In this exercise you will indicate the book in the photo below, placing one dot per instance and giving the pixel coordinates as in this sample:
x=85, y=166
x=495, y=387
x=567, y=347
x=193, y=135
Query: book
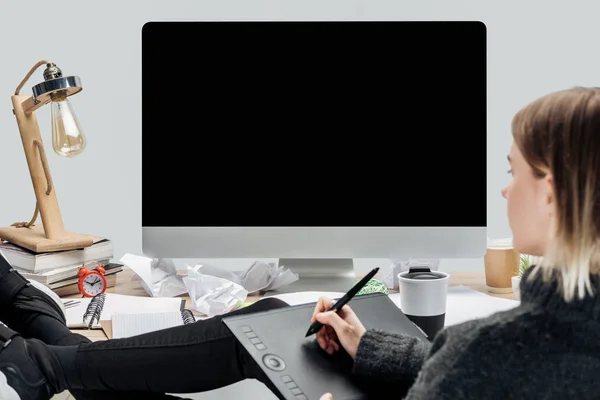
+---+
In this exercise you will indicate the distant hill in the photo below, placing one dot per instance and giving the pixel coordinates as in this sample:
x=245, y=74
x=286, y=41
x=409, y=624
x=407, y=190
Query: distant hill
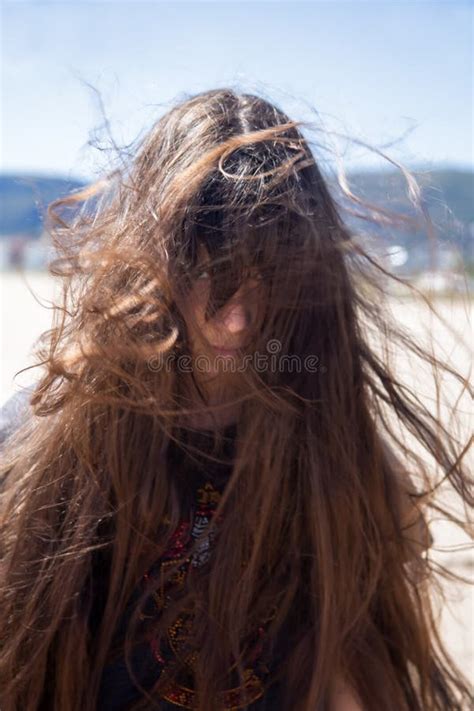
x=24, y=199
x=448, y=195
+---+
Exercise task
Identify each line in the entries above that contains the word "distant", with case counting, and copy every one of those lines in full.

Correct answer
In this exercise you will indicate the distant hill in the photo below, placing one dot per instance and giving the pixel coordinates as in this sample:
Query: distant hill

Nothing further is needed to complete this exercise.